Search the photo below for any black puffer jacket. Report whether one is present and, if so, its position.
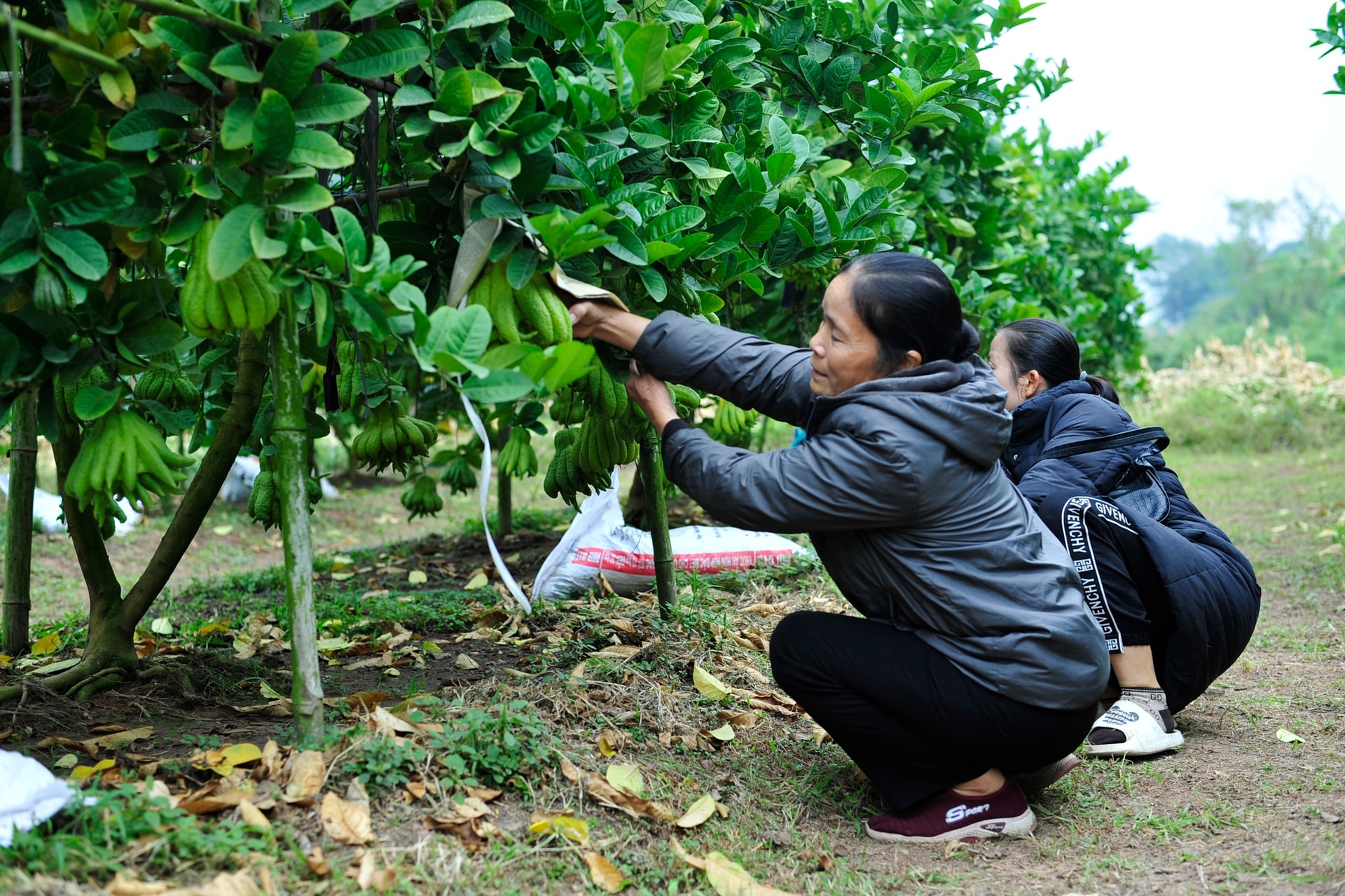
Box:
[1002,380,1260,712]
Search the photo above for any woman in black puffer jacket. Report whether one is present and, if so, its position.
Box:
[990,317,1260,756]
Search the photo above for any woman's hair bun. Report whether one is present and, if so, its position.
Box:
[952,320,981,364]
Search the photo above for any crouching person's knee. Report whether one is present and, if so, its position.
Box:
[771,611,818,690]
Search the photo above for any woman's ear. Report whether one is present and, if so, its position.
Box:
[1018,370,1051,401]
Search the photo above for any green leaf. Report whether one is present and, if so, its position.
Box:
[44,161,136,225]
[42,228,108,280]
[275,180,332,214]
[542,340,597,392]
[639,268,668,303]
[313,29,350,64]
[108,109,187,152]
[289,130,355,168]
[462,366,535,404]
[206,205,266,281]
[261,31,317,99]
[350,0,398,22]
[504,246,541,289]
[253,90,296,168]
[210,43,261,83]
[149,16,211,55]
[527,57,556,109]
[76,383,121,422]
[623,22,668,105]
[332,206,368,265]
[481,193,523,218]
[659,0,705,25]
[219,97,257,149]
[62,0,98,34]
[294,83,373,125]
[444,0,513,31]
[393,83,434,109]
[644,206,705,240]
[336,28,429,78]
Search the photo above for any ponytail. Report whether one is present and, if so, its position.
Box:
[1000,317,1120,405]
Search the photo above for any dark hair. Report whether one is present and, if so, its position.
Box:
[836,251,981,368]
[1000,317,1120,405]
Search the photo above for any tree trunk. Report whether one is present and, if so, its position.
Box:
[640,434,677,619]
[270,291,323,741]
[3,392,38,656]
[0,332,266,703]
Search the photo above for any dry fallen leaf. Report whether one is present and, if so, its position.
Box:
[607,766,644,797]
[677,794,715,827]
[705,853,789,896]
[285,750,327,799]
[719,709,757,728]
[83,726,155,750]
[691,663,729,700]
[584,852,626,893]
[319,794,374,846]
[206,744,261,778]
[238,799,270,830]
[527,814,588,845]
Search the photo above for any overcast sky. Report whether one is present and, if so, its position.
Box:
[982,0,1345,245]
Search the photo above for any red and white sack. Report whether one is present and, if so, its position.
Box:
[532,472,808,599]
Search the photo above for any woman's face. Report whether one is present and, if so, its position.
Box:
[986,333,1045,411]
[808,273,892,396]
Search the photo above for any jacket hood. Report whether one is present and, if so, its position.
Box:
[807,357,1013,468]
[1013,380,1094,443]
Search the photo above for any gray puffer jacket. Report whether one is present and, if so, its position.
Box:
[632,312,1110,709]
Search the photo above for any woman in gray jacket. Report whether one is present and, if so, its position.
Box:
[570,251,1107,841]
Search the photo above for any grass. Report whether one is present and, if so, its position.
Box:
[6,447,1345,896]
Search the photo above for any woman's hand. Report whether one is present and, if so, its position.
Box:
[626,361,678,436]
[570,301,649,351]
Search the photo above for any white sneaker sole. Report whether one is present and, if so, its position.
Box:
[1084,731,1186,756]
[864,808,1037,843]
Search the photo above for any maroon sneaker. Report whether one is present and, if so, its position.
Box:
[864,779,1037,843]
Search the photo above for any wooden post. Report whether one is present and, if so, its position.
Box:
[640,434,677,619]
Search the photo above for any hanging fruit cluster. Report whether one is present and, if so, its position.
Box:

——

→ WHAT TO PRODUCE: Return every item above word for word, and leave the picture out.

→ WRITTEN REPLY:
Search the photo below for any black puffer jacket. Report whether one is present and, if so, its position.
Box:
[1002,380,1260,712]
Search the photo above for any woman in black puffer jacket. Report whether one is present and, if so, its position.
Box:
[990,317,1260,756]
Search the photo above for any woman's hair bun. Report whether one is present and, if so, its position.
Box:
[952,320,981,364]
Search the photo above for any crouching person's knee. Report whether one is present and, if so, its position.
Box:
[771,611,818,690]
Search the photo above for any woman's ear. Report whether one is present and, if so, its position.
Box:
[1018,370,1051,401]
Search the photo above for any green leaf. Report whether one is present and, if so, its position.
Box:
[44,161,136,225]
[42,228,108,280]
[275,180,332,214]
[542,340,597,392]
[639,268,668,303]
[313,29,350,64]
[108,109,187,152]
[289,130,355,168]
[462,366,535,404]
[206,205,266,281]
[261,31,317,99]
[350,0,398,22]
[504,246,541,289]
[253,90,296,168]
[210,43,261,83]
[149,16,211,55]
[527,57,556,109]
[76,383,121,422]
[623,22,668,105]
[332,206,368,265]
[481,193,523,218]
[659,0,705,25]
[219,97,257,149]
[62,0,98,34]
[294,83,373,125]
[444,0,513,31]
[393,83,434,109]
[644,206,705,240]
[336,28,429,78]
Search the photo above for any ponytail. Report whether one is present and, if so, its position.
Box:
[1000,317,1120,405]
Search the photo above for any dark hair. Report whether one is present and, if so, its position.
Box:
[836,251,981,368]
[1000,317,1120,405]
Search the photo above for any tree trunk. Report whether one is present and, if so, its position.
Box:
[640,434,677,619]
[270,291,323,741]
[3,392,38,656]
[0,332,266,703]
Search the photo above for any dry fallen leaf. Report whether one is present and, if so, its position.
Box:
[607,766,644,797]
[677,794,715,827]
[705,853,789,896]
[285,750,327,799]
[719,709,757,728]
[83,726,155,750]
[691,663,729,700]
[584,852,626,893]
[319,794,374,846]
[206,744,261,778]
[238,799,270,830]
[527,814,588,845]
Search the photo above for any overcast sky. Report whether one is present and, if so, its position.
Box:
[982,0,1345,245]
Search the photo above for any red and white sack. Report whether one is present and, if so, its position.
Box:
[532,472,808,599]
Search the photo above for any woman's face. Report whether one is present and, if so, its position.
Box:
[986,333,1045,411]
[808,273,892,396]
Search the photo above for any jacket hood. Report whether one is present and, if so, its position.
Box:
[807,357,1013,468]
[1013,380,1094,443]
Search the photo above for any gray puffer jacket. Report whether one is present and, if so, its position.
Box:
[632,312,1110,709]
Search the photo above for any woman in gray jacket. Report whether one is present and, if so, its position.
Box:
[570,251,1107,841]
Search the photo above for any grass. Report whether one is present and, if so, its position.
Box:
[6,447,1345,896]
Search the photo above for any woman's hand. Report whether one is present and, if so, its position.
Box:
[626,361,678,436]
[570,301,649,351]
Search the photo above for any white sneaker sole. Report whether one is present and, if so, its position.
Box:
[1084,731,1186,756]
[864,808,1037,843]
Search the photo above for any maroon sneaker. Report whether one is present and, if so, its position.
Box:
[864,779,1037,843]
Search the photo above for any wooden post. Report whether one is present and, if so, its position.
Box:
[640,434,677,619]
Search the photo above for any hanging fruit cluster. Report whether one is present and, if so, its position.
Box:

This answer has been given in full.